EXCERPTED PASSAGE START

His sensory dysfunction is why he literally doesn't stop moving all day- the evaluator said that children with sensory processing disorders sometimes enjoy constant movement. Also, this ties in with his poor muscle tone. He can't hold himself up straight sitting and it either hurts, annoys or bothers him to sit. (When I say my child is literally into things all day long, I am not joking... at least now I know why, hopefully that makes it slightly less frustrating.)

He is having a hard time speaking because his mouth doesn't work properly. This goes all the way back to his issues with successfully breastfeeding. He didn't want to be held, nor did he stimulate enough milk production or take enough in. He could never be an effective nurser. (Finally the stress and guilt of that is removed from my plate- I could not have safely and healthily nursed my son past the seven months that I struggled through it.) When he had his first solid foods, he gagged a lot. At the time it just seemed funny, now I know thanks to the evaluator that this was an early sign of a major issue.

Apraxia of speech, also known as verbal apraxia or dyspraxia, is a speech disorder in which a person has trouble saying what he or she wants to say correctly and consistently. It is not due to weakness or paralysis of the speech muscles (the muscles of the face, tongue, and lips). The severity of apraxia of speech can range from mild to severe.

Apraxia, combined with the overwhelming conditions in his surroundings due to his Sensory Integration Dysfunction, cause him to be extremely irritable, distanced from loved ones, and a poor learner.

The left side of his brain is below the level of a six month old child. Your left side contains analytical, verbal, logical, computational, factual, grammatical, and literal retention. It is also responsible for your vocabulary. He also has the communication skills of a 12 month old. But, he has the desire to share information at level with other children his age. What is around him is overwhelming- what he is taking in, however, exceeds what he can share with you. He is basically trapped in his own mind, whatever he thinks or wants he cannot get. He is also having serious issues repeating words because he does not comprehend the amount of syllables in the word. This is, again, a left brain trait. It complicates his learning abilities.

We were given a lot of information and a lot of things to do with him. It turns out that by parenting him the way that is "right" and suggested by medical professionals, parents, etc. we were doing him more harm than good. For an example, when he is upset, he needs to have pressure on all of his joints by pushing or squeezing. The evaluator actually did this while she was here and he responded wonderfully to her, it was amazing. My son who screams at a hug was letting this stranger squeeze his body- it blew my mind. She was spot on with what he needed.

Julian is now in speech therapy. If you read the first blog I posted, the therapist now thinks his muscle tone is worse than suggested in previous CDS reports. This is something I will bring up on March 11 at his EMMC appointment. We may expect to see some better diagnoses after that day, and some worse. All will be taken into account. He qualifies for two additional therapies; occupational and physical. They will only do two at a time, and it is based on availability and what services he needs the most. I don't know what his next therapy will be.

He has come a long way, and we are very proud of him!!! If you have any questions, don't hesitate to ask. I am beyond the point of being sensitive about this issue, and now feel that it is my place to expand awareness!

EXCERPTED PASSAGE END

* **WHAT TO WORK ON**
a - According to the passage above about a young son's evaluation, what three effects do apraxia and his Sensory Integration Dysfunction have on him together? List them.
b - Please translate this sentence from the passage above about a young son's evaluation into Spanish: "The severity of apraxia of speech can range from mild to severe."

DATA SUPPLIED START

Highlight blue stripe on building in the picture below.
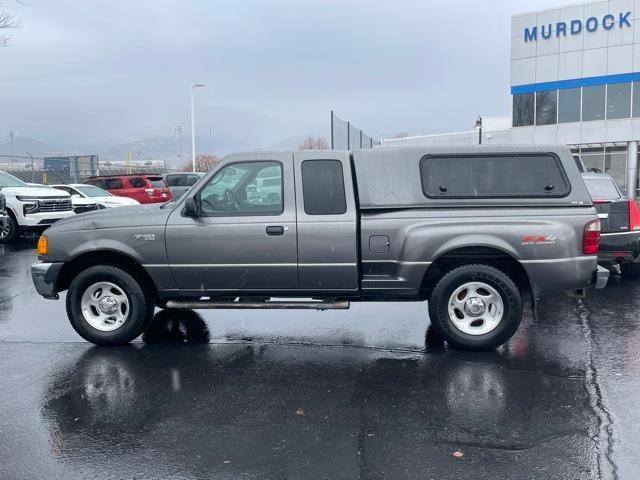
[511,72,640,95]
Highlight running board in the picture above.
[166,300,349,310]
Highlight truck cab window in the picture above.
[302,160,347,215]
[200,161,284,216]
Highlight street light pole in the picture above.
[191,83,204,173]
[474,115,482,145]
[7,131,18,163]
[176,125,186,166]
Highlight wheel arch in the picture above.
[420,244,533,298]
[56,249,158,299]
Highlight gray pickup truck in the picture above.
[32,146,608,349]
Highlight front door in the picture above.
[166,154,298,295]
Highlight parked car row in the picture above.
[0,172,210,243]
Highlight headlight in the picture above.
[21,200,40,215]
[38,235,49,255]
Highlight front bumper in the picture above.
[593,265,609,290]
[31,262,64,300]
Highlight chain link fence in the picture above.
[331,110,380,150]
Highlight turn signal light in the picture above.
[582,220,600,255]
[38,235,49,255]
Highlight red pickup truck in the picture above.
[84,174,173,203]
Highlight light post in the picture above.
[473,115,482,145]
[176,125,187,165]
[191,83,204,173]
[7,131,18,163]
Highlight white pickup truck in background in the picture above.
[0,171,75,244]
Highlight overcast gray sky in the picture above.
[0,0,571,151]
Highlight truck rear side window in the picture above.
[420,154,570,198]
[302,160,347,215]
[584,178,622,200]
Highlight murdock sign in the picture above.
[524,12,631,42]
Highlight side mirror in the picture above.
[184,197,200,217]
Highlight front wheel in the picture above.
[67,265,153,345]
[429,265,522,350]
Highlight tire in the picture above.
[67,265,154,345]
[0,214,20,244]
[620,263,640,278]
[429,265,522,350]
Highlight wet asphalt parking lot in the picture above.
[0,242,640,480]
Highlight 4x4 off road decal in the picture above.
[521,235,558,245]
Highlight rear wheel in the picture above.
[0,215,20,243]
[429,265,522,350]
[67,265,153,345]
[620,263,640,278]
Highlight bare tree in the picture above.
[298,135,329,150]
[181,155,220,172]
[0,10,18,47]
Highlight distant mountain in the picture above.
[0,133,328,168]
[0,134,64,161]
[269,135,307,150]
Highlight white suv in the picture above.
[0,171,75,243]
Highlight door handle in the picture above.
[267,225,284,236]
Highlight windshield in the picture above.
[0,172,29,188]
[75,185,112,197]
[584,178,621,200]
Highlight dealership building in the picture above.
[383,0,640,195]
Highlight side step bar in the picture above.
[166,300,350,310]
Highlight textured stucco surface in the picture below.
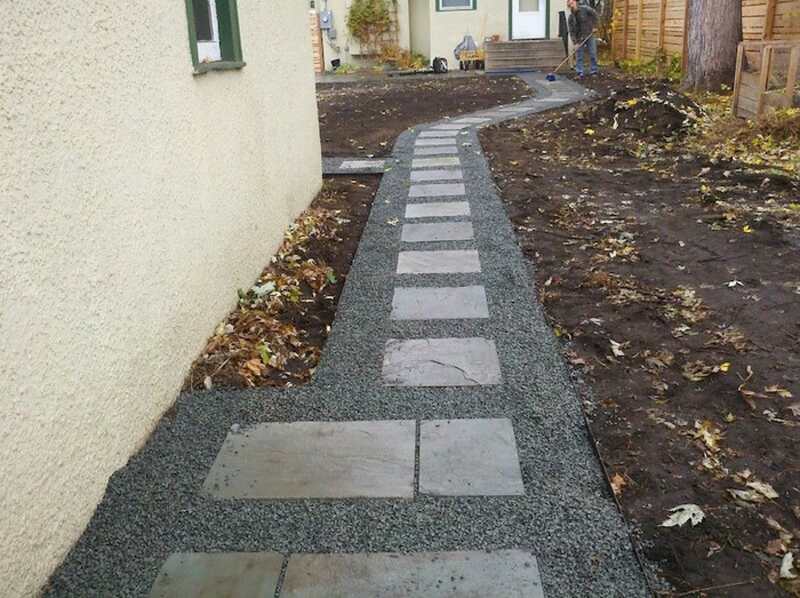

DATA SUPPLIED END

* **ANSWER LIST**
a -
- Extremely irritable
- Distanced from loved ones
- A poor learner

b - La gravedad de la apraxia del habla puede variar de leve a grave.